Later Years

His next major contribution would be the Penrose–Hawking theorems on gravitational singularities. Most of these were published during the early 1970s. Simply put, in Einstein’s theory of relativity points arise where spacetime seems to be infinitely curved, but it was unknown whether these points were actually real. Penrose and Hawking proved that these points, or singularities, would form in the gravitational collapse of stars and would exist in black holes. There are two general forces in a star, gravity pulling in, and heat from nuclear fusion pushing out. Once the fuel is spent though and it no longer has the energy released during fusion pushing out it will begin to collapse under its own mass and shrink inward. It is a perpetuating cycle, the more it collapses the denser it becomes. The denser it becomes the more focused the gravitational force becomes pulling it inward. Eventually it hits a point where it will have zero volume but infinite density. In these singularities both time and space cease to exist in any meaningful sense- spacetime wouldn’t just fall into this hole, it’d be so tightly compressed it would disappear. Later the duo would apply the same theories to the entire universe which unequivocally predicted a singularity approximately 13.77 billion years ago, the Big Bang.[5]

Stephen’s most noted scientific achievements were still to follow though. His physical ability had greatly diminished now, and all movements were laborious and slow. It was one night when preparing for the task of getting into bed that Stephen was thinking about what the surface of a black hole must be like. Black holes are said to form when with their given mass collapses to a point where their gravitational pull is so strong that the escape velocity from the surface equals the speed of light; hence where they get their name, since not even light can escape from their grasp. His earlier work with Penrose though had begged the question what happens when a black hole pulls something in since it is seemingly destroying matter and never gaining entropy. He realized though that the surface area of the singularity must remain constant. With this flash of insight he had ruined his preparation for getting into bed, as he was now to spend a sleepless night working on the ramifications of this. It was here that Hawking Radiation was born; that black holes do emit something and are not an endless trap. In another gross over simplification, Hawking radiation is heat.

Complete the following:
1) Answer these questions from the Later Years passage, one per line:
(a) During what period were most of the Penrose–Hawking theorems published?
(b) How long ago was the singularity that the theories predicted for the entire universe?
(c) What was Stephen preparing to do on the night he thought about the surface of a black hole?
2) List every person mentioned by name in the Later Years passage.
3) Using the Later Years passage, explain why a star collapses once its fuel is spent and why that collapse keeps going.

Extracted records
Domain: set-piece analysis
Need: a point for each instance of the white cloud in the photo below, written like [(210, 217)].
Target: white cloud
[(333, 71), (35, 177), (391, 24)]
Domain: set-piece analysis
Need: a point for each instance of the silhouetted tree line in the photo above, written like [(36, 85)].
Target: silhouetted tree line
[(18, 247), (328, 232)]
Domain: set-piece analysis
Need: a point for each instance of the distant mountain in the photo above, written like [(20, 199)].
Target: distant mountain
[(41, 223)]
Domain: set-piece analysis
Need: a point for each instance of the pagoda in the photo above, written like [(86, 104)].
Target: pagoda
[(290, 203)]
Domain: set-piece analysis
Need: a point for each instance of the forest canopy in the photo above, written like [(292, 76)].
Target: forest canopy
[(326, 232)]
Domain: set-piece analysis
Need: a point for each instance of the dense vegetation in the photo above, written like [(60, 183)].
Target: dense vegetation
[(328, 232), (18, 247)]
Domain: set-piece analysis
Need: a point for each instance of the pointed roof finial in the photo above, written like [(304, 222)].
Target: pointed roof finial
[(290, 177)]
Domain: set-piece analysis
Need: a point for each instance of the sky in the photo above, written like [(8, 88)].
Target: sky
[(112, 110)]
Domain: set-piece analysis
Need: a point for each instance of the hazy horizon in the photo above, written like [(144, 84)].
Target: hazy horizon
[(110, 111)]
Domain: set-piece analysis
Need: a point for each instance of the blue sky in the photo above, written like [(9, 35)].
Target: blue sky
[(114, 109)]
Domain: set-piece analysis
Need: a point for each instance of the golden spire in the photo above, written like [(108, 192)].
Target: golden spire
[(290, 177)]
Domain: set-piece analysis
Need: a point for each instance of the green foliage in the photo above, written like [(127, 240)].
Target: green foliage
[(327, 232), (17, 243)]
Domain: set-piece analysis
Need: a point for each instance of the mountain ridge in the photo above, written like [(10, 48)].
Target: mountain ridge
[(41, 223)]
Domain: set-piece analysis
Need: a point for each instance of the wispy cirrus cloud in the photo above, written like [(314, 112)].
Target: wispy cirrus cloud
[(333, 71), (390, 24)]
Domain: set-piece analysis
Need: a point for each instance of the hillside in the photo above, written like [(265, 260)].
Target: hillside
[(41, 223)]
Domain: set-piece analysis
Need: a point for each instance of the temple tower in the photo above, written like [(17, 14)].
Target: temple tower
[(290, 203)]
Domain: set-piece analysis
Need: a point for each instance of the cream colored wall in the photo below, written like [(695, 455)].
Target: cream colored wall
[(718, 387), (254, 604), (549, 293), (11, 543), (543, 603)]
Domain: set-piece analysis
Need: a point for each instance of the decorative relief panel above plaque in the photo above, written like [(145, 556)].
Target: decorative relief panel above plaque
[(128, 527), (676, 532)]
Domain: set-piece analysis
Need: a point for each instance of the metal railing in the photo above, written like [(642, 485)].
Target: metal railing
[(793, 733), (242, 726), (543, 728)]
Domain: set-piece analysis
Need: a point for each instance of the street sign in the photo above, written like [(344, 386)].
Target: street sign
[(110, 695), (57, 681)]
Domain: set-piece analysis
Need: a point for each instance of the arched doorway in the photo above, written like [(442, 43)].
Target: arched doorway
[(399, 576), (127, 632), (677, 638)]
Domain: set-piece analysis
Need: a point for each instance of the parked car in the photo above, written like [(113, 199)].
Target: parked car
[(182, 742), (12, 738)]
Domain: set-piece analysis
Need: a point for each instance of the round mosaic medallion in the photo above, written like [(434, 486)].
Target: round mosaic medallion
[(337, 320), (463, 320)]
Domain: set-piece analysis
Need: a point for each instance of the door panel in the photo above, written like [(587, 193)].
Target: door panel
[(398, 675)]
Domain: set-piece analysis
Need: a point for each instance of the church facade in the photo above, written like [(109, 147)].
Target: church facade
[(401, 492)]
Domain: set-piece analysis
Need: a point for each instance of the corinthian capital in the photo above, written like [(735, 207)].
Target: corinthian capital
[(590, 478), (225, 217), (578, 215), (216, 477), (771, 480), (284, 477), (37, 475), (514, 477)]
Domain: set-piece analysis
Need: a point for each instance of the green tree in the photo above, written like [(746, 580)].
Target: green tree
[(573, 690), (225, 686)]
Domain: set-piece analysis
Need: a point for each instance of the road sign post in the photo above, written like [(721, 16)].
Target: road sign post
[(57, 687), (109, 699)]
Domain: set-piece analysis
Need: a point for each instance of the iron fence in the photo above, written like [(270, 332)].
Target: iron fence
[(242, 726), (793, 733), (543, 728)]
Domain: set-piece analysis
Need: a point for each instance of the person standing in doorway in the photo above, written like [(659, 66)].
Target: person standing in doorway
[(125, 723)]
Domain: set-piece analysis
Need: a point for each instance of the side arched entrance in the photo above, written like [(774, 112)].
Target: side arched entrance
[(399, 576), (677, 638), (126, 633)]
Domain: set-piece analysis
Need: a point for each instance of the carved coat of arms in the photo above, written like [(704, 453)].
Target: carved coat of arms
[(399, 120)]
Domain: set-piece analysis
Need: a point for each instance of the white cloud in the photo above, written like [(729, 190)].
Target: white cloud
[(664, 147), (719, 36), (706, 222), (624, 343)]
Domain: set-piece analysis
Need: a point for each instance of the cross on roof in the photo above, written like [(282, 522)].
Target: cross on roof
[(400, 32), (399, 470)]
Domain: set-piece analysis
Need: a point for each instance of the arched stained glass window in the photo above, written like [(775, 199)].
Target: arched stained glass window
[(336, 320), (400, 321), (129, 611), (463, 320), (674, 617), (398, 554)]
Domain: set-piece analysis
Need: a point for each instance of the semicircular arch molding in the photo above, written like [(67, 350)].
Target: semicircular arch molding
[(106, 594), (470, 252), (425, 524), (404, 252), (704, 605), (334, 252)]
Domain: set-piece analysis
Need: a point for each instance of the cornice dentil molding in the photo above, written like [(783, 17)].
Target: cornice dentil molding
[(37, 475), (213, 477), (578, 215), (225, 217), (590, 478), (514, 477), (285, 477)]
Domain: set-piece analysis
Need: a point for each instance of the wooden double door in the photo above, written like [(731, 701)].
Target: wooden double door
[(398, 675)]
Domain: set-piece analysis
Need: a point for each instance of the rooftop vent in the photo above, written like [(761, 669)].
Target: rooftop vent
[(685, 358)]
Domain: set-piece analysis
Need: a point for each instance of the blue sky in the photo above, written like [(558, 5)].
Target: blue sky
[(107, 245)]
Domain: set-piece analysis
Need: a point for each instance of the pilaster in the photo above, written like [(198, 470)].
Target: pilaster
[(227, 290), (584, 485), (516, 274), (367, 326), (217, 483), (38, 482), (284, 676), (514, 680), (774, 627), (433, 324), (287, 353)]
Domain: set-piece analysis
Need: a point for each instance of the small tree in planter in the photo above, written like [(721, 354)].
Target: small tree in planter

Answers to each task:
1)
(a) The early 1970s.
(b) Approximately 13.77 billion years ago.
(c) He was preparing to get into bed.

2) Einstein, Penrose, Stephen Hawking

3) Once the fuel is spent, the energy released during fusion no longer pushes outward against gravity, so the star collapses under its own mass. The collapse perpetuates itself because the more the star collapses, the denser it becomes. The denser it becomes, the more focused the gravitational force pulling it inward.